## EXERCISES TO COMPLETE
a: Write out the passage of the Beam and Flink upgrade thread between "On Wed, Apr" and "more complex DAG.", inclusive.
b: State whether each statement agrees with the Beam and Flink upgrade thread, answering yes or no and quoting the deciding words of the thread exactly: (i) The upgrade required code changes to the pipeline. (ii) The original checkpoint timeout was configured at 30 seconds. (iii) Eleanore says she has not contacted the Beam community.

## PAGE EXCERPT

+ + + + + + +

You are viewing a plain text version of this content. The canonical link for it is here.
Posted to user@flink.apache.org by Eleanore Jin <el...@gmail.com> on 2021/04/20 06:10:10 UTC

Fwd: Upgrade to Beam 2.28 and Flink 1.12.2 seeing significant performance degradation

Hi community,

I recently upgraded Beam 2.23/Flink 1.10.2 to Beam 2.28/Flink 1.12.2
without any code change for my beam pipeline, and I see a significant
performance degradation

The pipeline: read from kafka topic 1 using KafkaIO from Beam-> using a
side input to filter the message (translates to broadcast stream in
flink)-> some json patch to transfer the message -> output to another kafka
topic using KafkaIO from Beam

What I have observed
1. with checkpoint enabled, with my original config of checkpoint timeout
30s, it never succeeded in checkpoint after upgrade, due to checkpoint
timeout
2. I see the DAG shown in flink has been changed a lot, more rebalance and
hashing is introduced
[image: image (68).png] - this is Beam 2.23 / Flink 1.10.2
[image: image (69).png] - this is Beam 2.28 / Flink 1.12.2
3. Even without enabling checkpoint, the throughput dropped from 80K rps
(Beam 2.23/Flink 1.) to 5K rps

Very much appreciated for any suggestions

Thanks a lot for your help!
Eleanore

Re: Upgrade to Beam 2.28 and Flink 1.12.2 seeing significant performance degradation

Posted by Eleanore Jin <el...@gmail.com>.
Hi Arvid,

Yes, I reached out to Beam Community, thanks for the suggestion.

Eleanore

On Wed, Apr 21, 2021 at 10:22 AM Arvid Heise <ar...@apache.org> wrote:

> Hi Eleanore,
>
> I'm assuming that the degradation happens because of the more complex DAG.
> I'm also assuming it's causing more latency and prolongs the checkpointing
> times.
>
> I recommend you to ask this question on the Beam ML - they can probably
> explain why it's so complicated and how to tweak it to get to the prior
> shape.

+ + + + + + +

## DATASET EXCERPT

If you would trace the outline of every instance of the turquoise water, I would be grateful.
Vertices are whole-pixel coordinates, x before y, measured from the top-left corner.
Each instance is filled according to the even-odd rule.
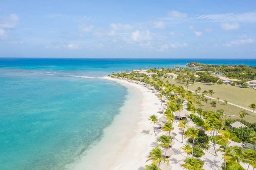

+ + + + + + +

## ANSWERS TO EACH TASK
a:
On Wed, Apr 21, 2021 at 10:22 AM Arvid Heise <ar...@apache.org> wrote:

> Hi Eleanore,
>
> I'm assuming that the degradation happens because of the more complex DAG.

b:
(i) No: "without any code change for my beam pipeline"
(ii) Yes: "with my original config of checkpoint timeout 30s"
(iii) No: "Yes, I reached out to Beam Community"